The appellant Drovers & Mechanics National Bank of Baltimore acquired the note held by it from the First National Bank of Sutton, having re-discounted the same for that institution. The appellant Central Banking & Security Company acquired the notes held by it in like manner. These notes, together with the notes held and set up by Wagner, Receiver of the First National Bank of Sutton, were all discounted by the First National Bank of Sutton for the White Oak Stave Company. The notes held by Armstrong, Receiver of Farmers Bank & Trust Company, were discounted by that institution for the White Oak Stave Company. At the time these notes were acquired by the Farmers Bank & Trust Company H. H. Dean, the president and treasurer of the White Oak Stave Company, was the cashier of the Farm*404ers Bank & Trust Company. This bank transferred a large part of its assets to the First National Bank of Sutton and ceased doing business as a banking concern. Dean then became vice-president and the active managing officer of the First National Bank of Sutton, and the notes held by Wagner, Receiver, and by the Drovers & Mechanics National Bank of Baltimore, and the Central Banking & Security Company were discounted by this bank for the White Oak Stave Company while Dean was so actively connected with it. Of course, if these notes are forgeries as now claimed by Raw-son they cannot be the basis of a claim against Rawson’a estate.

:::::

Exercise – Continue the passage on the White Oak Stave Company notes, starting right after its last sentence. The items after this are separate material and have no connection to the passage on the White Oak Stave Company notes.

:::::

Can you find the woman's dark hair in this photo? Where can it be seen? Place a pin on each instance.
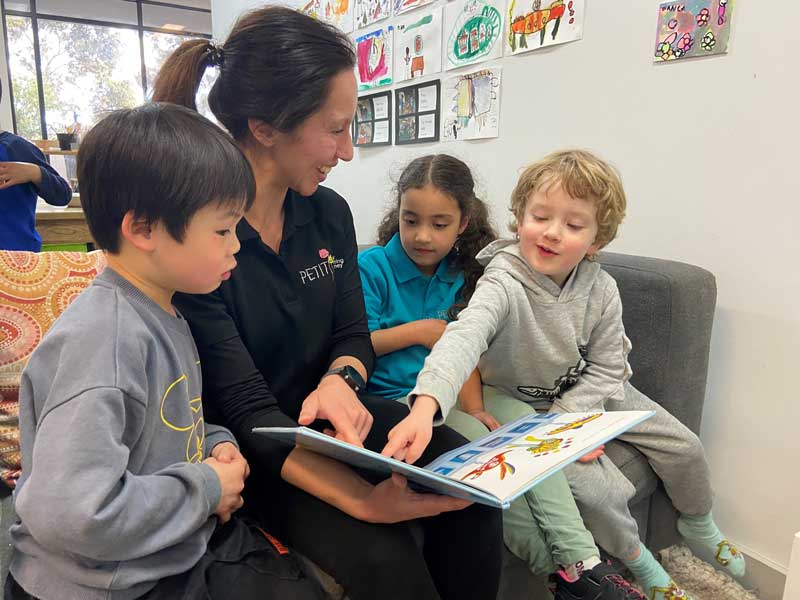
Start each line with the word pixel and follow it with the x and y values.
pixel 453 177
pixel 275 66
pixel 163 162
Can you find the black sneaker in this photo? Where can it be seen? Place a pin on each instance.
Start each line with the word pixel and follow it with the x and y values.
pixel 600 583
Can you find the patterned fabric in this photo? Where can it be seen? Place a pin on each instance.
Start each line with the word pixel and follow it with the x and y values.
pixel 35 288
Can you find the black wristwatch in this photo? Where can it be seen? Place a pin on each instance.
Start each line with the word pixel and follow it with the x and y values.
pixel 350 375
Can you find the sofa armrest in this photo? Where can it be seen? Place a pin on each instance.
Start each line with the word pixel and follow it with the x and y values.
pixel 668 311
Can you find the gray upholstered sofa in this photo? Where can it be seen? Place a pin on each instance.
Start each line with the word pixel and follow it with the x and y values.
pixel 668 312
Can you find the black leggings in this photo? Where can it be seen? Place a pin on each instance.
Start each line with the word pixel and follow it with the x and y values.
pixel 460 557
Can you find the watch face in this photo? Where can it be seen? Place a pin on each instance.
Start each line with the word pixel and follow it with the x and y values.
pixel 353 375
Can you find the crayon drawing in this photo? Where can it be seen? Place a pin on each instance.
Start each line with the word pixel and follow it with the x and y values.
pixel 693 28
pixel 374 55
pixel 537 24
pixel 370 11
pixel 418 45
pixel 338 12
pixel 401 6
pixel 473 29
pixel 471 105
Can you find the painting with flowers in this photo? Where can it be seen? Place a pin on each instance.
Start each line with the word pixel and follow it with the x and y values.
pixel 693 28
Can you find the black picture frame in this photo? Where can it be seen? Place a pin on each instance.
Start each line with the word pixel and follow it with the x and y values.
pixel 410 120
pixel 365 123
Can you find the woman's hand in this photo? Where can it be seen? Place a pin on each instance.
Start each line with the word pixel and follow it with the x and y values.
pixel 409 438
pixel 486 418
pixel 430 331
pixel 392 502
pixel 336 402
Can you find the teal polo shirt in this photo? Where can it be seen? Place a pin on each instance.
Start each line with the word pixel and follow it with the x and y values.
pixel 396 292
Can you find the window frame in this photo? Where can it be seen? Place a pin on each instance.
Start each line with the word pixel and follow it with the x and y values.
pixel 140 28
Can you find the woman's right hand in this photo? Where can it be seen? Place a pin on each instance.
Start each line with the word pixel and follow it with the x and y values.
pixel 430 331
pixel 391 501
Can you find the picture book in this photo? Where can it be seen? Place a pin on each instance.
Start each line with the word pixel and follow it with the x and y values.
pixel 494 469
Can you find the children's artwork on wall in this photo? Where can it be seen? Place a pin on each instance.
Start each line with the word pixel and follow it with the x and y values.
pixel 401 6
pixel 373 123
pixel 693 28
pixel 418 45
pixel 418 113
pixel 312 8
pixel 338 12
pixel 473 29
pixel 471 105
pixel 371 11
pixel 542 23
pixel 374 55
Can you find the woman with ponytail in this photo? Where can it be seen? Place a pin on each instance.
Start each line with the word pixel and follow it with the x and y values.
pixel 285 339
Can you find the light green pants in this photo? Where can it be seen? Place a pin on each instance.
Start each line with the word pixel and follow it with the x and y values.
pixel 543 526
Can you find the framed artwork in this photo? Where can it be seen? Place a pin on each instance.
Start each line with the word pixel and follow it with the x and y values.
pixel 418 109
pixel 373 123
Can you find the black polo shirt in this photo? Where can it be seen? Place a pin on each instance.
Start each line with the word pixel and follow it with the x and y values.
pixel 269 333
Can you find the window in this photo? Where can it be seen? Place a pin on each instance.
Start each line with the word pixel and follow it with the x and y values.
pixel 86 57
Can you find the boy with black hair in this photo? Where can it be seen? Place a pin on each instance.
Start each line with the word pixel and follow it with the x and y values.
pixel 25 174
pixel 123 483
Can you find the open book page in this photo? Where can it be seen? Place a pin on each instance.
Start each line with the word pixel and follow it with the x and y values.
pixel 493 470
pixel 510 460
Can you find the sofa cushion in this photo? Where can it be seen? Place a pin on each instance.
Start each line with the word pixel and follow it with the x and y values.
pixel 35 288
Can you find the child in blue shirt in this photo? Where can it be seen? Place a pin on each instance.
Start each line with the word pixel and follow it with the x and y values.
pixel 545 326
pixel 422 273
pixel 24 175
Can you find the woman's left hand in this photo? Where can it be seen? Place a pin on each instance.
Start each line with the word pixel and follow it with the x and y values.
pixel 336 402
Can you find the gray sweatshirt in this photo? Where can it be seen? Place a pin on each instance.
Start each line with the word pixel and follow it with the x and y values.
pixel 561 349
pixel 112 496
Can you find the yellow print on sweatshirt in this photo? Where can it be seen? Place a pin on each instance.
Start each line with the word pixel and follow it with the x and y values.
pixel 196 430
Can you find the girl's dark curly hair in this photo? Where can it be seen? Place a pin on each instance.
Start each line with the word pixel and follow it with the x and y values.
pixel 453 177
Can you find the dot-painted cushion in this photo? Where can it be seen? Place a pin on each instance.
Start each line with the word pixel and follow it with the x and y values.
pixel 35 288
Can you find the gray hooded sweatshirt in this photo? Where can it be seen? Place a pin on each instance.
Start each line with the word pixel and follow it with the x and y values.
pixel 561 349
pixel 113 494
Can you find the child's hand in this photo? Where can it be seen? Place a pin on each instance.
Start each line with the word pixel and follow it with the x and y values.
pixel 409 438
pixel 227 452
pixel 486 418
pixel 431 331
pixel 15 173
pixel 593 455
pixel 231 479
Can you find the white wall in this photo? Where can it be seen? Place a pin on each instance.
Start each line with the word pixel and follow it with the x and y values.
pixel 708 151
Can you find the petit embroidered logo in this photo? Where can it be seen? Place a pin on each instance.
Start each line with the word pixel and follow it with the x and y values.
pixel 323 269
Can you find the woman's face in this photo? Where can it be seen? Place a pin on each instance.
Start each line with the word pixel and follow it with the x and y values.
pixel 305 156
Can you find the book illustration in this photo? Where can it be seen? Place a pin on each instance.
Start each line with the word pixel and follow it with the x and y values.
pixel 575 424
pixel 493 470
pixel 498 460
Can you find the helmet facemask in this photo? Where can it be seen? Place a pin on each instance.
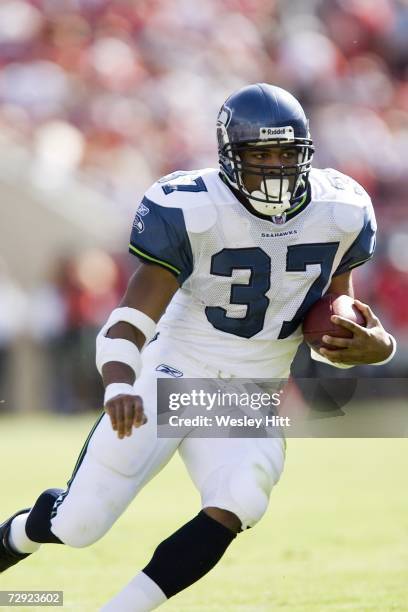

:::::

Result of the task –
The commissioner does not make any specific finding in regard to these claims, but we must assume that, they having been presented to him and he not having allowed them, he found against the contention of appellants and in favor of the contention of Rawson that these notes are forgeries; and the inquiry is, does the evidence introduced before the commissioner justify this finding? It appears that at the time the First National Bank of Sutton suspended business the national bank examiner who was present found these notes now held by Wagner, Receiver, among the assets of the bank. It is also shown that Dean, who had control of the assets of the Farmers Bank & Trust Company, produced the notes set up in this suit by Farmers Bank & Trust Company, and said to one of the directors of the First National Bank that they were part of the assets of the First National Bank| It seems now, however, that Dean was doing this to cover up his defalcations to that institution, and that in fact these notes were never transferred by the Farmers Bank & Trust Company to the First National Bank of Sutton, but were at that time, and still are, a part of the assets of the Farmers Bank & Trust Company. At any rate, while the receiver of the First National Bank at the beginning of this litigation claimed to be the owner of these notes, he now asserts no claim thereto.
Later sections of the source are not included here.